The task: Every entry is to be set down a second time, precisely as written.

═════ Record excerpts ═════

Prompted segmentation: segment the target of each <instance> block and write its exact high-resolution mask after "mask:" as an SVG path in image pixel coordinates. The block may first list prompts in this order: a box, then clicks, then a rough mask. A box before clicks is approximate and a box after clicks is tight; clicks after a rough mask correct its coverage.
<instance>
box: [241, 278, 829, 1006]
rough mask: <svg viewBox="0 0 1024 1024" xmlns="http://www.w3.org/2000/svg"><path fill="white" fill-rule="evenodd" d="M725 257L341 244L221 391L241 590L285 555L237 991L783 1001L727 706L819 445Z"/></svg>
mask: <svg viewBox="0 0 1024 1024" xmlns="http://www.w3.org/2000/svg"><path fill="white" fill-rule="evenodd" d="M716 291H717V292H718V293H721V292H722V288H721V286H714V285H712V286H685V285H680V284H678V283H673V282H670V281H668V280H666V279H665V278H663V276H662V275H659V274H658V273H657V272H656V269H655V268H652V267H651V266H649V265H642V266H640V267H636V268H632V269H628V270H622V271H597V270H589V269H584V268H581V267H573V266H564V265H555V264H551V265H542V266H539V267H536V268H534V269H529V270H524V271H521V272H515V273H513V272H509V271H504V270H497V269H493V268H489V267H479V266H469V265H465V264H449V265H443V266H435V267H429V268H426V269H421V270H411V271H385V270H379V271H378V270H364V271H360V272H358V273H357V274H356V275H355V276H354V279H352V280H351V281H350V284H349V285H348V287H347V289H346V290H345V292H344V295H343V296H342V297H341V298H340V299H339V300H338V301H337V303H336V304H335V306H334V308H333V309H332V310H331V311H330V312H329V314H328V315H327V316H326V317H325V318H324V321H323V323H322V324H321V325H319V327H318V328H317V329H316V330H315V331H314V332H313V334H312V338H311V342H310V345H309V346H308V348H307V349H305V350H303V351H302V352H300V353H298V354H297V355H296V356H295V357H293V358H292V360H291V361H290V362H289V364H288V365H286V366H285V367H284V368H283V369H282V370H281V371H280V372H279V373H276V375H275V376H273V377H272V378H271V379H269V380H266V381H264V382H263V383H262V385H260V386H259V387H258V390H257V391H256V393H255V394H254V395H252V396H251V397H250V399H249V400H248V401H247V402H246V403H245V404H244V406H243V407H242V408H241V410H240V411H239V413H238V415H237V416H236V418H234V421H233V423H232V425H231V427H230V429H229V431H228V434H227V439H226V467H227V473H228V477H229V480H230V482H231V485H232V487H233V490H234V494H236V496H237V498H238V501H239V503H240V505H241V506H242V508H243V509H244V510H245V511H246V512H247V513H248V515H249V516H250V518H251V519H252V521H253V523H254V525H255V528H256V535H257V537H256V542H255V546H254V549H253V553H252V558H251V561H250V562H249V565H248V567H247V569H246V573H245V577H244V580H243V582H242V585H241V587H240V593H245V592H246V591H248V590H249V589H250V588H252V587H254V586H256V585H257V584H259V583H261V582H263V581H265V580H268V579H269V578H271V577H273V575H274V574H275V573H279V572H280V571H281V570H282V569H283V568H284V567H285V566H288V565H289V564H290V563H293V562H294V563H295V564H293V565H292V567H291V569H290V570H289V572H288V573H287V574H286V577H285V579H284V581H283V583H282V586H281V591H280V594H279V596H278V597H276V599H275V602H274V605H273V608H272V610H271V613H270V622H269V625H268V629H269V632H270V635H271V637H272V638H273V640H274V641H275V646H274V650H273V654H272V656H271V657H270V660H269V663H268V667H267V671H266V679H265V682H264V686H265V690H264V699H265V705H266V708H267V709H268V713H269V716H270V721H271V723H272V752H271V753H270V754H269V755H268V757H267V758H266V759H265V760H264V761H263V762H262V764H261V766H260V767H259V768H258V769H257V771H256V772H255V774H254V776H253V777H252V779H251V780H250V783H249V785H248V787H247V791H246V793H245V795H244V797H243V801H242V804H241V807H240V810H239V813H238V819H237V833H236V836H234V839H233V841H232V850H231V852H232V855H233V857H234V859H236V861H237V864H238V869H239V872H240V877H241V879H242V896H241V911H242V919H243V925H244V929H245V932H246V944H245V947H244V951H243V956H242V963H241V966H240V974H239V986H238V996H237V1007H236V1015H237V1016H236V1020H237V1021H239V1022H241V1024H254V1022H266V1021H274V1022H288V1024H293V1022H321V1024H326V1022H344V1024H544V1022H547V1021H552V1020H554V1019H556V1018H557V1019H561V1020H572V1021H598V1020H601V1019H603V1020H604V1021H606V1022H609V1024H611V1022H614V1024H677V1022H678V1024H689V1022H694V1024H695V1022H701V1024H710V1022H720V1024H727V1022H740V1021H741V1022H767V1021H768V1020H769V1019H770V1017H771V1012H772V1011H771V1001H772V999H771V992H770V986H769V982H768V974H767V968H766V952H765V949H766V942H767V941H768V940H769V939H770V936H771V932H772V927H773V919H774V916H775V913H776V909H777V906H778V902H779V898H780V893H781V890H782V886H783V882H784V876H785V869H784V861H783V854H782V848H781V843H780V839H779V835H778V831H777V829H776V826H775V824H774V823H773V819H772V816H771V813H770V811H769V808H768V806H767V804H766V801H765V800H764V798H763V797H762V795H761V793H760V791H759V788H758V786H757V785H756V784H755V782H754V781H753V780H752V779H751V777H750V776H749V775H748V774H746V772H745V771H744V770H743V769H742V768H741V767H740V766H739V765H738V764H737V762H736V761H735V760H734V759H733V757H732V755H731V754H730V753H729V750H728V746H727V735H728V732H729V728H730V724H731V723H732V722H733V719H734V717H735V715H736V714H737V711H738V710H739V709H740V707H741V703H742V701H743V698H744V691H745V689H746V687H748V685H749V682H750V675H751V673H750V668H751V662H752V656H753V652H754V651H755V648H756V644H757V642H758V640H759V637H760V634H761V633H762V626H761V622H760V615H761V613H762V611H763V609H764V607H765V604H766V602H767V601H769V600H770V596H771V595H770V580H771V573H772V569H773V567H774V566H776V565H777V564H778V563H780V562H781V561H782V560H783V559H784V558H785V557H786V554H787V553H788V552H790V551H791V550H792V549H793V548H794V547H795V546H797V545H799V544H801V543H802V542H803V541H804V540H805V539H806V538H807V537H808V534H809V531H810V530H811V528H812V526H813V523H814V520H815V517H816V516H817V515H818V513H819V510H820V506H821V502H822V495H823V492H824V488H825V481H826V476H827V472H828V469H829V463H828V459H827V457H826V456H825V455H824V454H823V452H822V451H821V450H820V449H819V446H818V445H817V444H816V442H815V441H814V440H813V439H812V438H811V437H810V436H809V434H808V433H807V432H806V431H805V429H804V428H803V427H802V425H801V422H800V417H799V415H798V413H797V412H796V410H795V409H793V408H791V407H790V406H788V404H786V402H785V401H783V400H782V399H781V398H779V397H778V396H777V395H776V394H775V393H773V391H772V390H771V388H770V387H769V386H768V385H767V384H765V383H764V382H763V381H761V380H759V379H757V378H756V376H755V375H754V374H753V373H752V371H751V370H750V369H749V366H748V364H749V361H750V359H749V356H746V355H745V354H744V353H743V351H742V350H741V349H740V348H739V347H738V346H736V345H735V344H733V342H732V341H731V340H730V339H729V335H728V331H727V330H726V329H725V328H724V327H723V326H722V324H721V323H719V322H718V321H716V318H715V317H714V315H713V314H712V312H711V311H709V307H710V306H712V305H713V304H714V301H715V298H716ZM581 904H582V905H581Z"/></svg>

═════

Your solution:
Prompted segmentation: segment the target of each <instance> block and write its exact high-resolution mask after "mask:" as an SVG path in image pixel coordinates. The block may first list prompts in this order: a box, then clicks, then a rough mask. A box before clicks is approximate and a box after clicks is tight; clicks after a rough mask correct its coverage.
<instance>
box: [241, 278, 829, 1006]
rough mask: <svg viewBox="0 0 1024 1024" xmlns="http://www.w3.org/2000/svg"><path fill="white" fill-rule="evenodd" d="M725 257L341 244L221 391L241 590L285 555L237 991L783 1001L727 706L819 445Z"/></svg>
mask: <svg viewBox="0 0 1024 1024" xmlns="http://www.w3.org/2000/svg"><path fill="white" fill-rule="evenodd" d="M716 291H717V292H718V293H721V292H722V288H721V286H714V285H712V286H685V285H680V284H678V283H673V282H670V281H668V280H666V279H665V278H663V276H662V275H659V274H658V273H657V272H656V269H655V268H652V267H651V266H649V265H642V266H640V267H636V268H632V269H628V270H622V271H597V270H589V269H584V268H581V267H573V266H564V265H555V264H551V265H542V266H539V267H536V268H534V269H529V270H524V271H521V272H515V273H513V272H509V271H504V270H497V269H493V268H489V267H479V266H469V265H465V264H449V265H443V266H435V267H429V268H426V269H421V270H411V271H385V270H379V271H378V270H364V271H360V272H358V273H357V274H356V275H355V276H354V279H352V280H351V281H350V284H349V285H348V287H347V289H346V290H345V292H344V295H343V296H342V297H341V298H340V299H339V300H338V301H337V303H336V304H335V306H334V308H333V309H332V310H331V311H330V312H329V314H328V315H327V316H326V317H325V318H324V321H323V323H322V324H321V325H319V327H318V328H317V329H316V330H315V331H314V332H313V334H312V338H311V342H310V345H309V346H308V348H307V349H305V350H303V351H302V352H300V353H298V354H297V355H296V356H295V357H293V358H292V360H291V361H290V362H289V364H288V365H286V366H285V367H284V368H283V369H282V370H281V371H280V372H279V373H276V375H275V376H273V377H272V378H271V379H269V380H266V381H264V382H263V383H262V385H260V386H259V387H258V390H257V391H256V393H255V394H254V395H252V396H251V397H250V399H249V400H248V401H247V402H246V403H245V404H244V406H243V407H242V408H241V410H240V411H239V413H238V415H237V416H236V418H234V421H233V423H232V425H231V427H230V429H229V431H228V434H227V439H226V467H227V473H228V477H229V480H230V482H231V485H232V487H233V490H234V494H236V496H237V498H238V501H239V503H240V505H241V506H242V508H243V509H244V510H245V511H246V512H247V513H248V515H249V516H250V518H251V519H252V521H253V523H254V525H255V528H256V535H257V537H256V542H255V546H254V549H253V553H252V558H251V561H250V562H249V565H248V567H247V569H246V573H245V577H244V580H243V582H242V585H241V587H240V593H245V592H246V591H248V590H249V589H250V588H252V587H254V586H256V585H257V584H259V583H261V582H263V581H265V580H268V579H269V578H271V577H273V575H274V574H275V573H279V572H280V571H281V570H282V569H283V568H284V567H285V566H288V565H289V564H290V563H293V562H294V563H295V564H293V565H292V567H291V569H290V570H289V572H288V573H287V574H286V577H285V579H284V581H283V583H282V586H281V591H280V594H279V596H278V597H276V599H275V602H274V605H273V608H272V610H271V613H270V622H269V625H268V629H269V632H270V635H271V637H272V638H273V640H274V641H275V646H274V650H273V654H272V656H271V657H270V660H269V663H268V667H267V671H266V679H265V682H264V686H265V690H264V699H265V705H266V708H267V709H268V713H269V716H270V721H271V723H272V752H271V753H270V754H269V755H268V757H267V758H266V759H265V760H264V761H263V762H262V764H261V766H260V767H259V768H258V769H257V771H256V772H255V774H254V776H253V777H252V779H251V780H250V783H249V785H248V787H247V791H246V793H245V795H244V797H243V801H242V804H241V807H240V810H239V813H238V819H237V833H236V836H234V839H233V841H232V850H231V852H232V855H233V857H234V859H236V861H237V864H238V869H239V872H240V877H241V879H242V896H241V911H242V919H243V925H244V929H245V932H246V944H245V947H244V951H243V956H242V963H241V966H240V974H239V986H238V996H237V1007H236V1015H237V1016H236V1020H237V1021H239V1022H241V1024H254V1022H266V1021H274V1022H288V1024H293V1022H321V1024H326V1022H344V1024H544V1022H547V1021H552V1020H554V1019H556V1018H557V1019H561V1020H572V1021H598V1020H601V1019H603V1020H604V1021H606V1022H609V1024H611V1022H614V1024H677V1022H678V1024H689V1022H694V1024H695V1022H701V1024H710V1022H720V1024H727V1022H740V1021H741V1022H767V1021H768V1020H769V1019H770V1017H771V1012H772V1011H771V1001H772V999H771V992H770V986H769V982H768V974H767V968H766V952H765V949H766V942H767V941H768V940H769V939H770V936H771V932H772V927H773V919H774V916H775V913H776V909H777V906H778V902H779V898H780V893H781V890H782V886H783V882H784V876H785V869H784V861H783V854H782V848H781V843H780V839H779V835H778V831H777V829H776V826H775V824H774V823H773V819H772V816H771V813H770V811H769V808H768V806H767V804H766V801H765V800H764V798H763V797H762V795H761V793H760V791H759V788H758V786H757V785H756V784H755V782H754V781H753V780H752V779H751V777H750V776H749V775H748V774H746V772H745V771H744V770H743V769H742V768H741V767H740V766H739V765H738V764H737V762H736V761H735V760H734V759H733V757H732V755H731V754H730V753H729V750H728V746H727V735H728V732H729V728H730V724H731V723H732V722H733V719H734V717H735V715H736V714H737V711H738V710H739V709H740V707H741V703H742V701H743V698H744V691H745V689H746V687H748V685H749V682H750V675H751V673H750V668H751V662H752V656H753V652H754V651H755V648H756V644H757V642H758V640H759V637H760V634H761V633H762V626H761V622H760V615H761V613H762V611H763V609H764V607H765V604H766V602H767V601H769V600H770V596H771V595H770V580H771V573H772V569H773V567H774V566H776V565H777V564H778V563H780V562H781V561H782V560H783V559H784V558H785V557H786V554H787V553H788V552H790V551H791V550H792V549H793V548H794V547H795V546H797V545H799V544H801V543H802V542H803V541H804V540H805V539H806V538H807V537H808V534H809V531H810V530H811V528H812V526H813V523H814V520H815V517H816V516H817V515H818V513H819V510H820V506H821V502H822V495H823V492H824V488H825V481H826V476H827V472H828V469H829V463H828V459H827V457H826V456H825V455H824V454H823V452H822V451H821V450H820V449H819V446H818V445H817V444H816V442H815V441H814V440H813V439H812V438H811V437H810V436H809V434H808V433H807V432H806V431H805V429H804V428H803V427H802V425H801V422H800V417H799V415H798V413H797V412H796V410H795V409H793V408H791V407H790V406H788V404H786V402H785V401H783V400H782V399H781V398H779V397H778V396H777V395H776V394H775V393H773V391H772V390H771V388H770V387H769V386H768V385H767V384H765V383H764V382H763V381H761V380H759V379H757V378H756V376H755V375H754V374H753V373H752V371H751V370H750V369H749V366H748V364H749V361H750V359H749V356H746V355H745V354H744V353H743V351H742V350H741V349H740V348H739V347H738V346H736V345H735V344H733V342H732V341H731V340H730V339H729V335H728V331H727V330H726V329H725V328H724V327H723V326H722V324H721V323H719V322H718V321H716V318H715V317H714V315H713V314H712V312H711V311H709V307H710V306H712V305H713V304H714V301H715V298H716ZM581 904H582V905H581Z"/></svg>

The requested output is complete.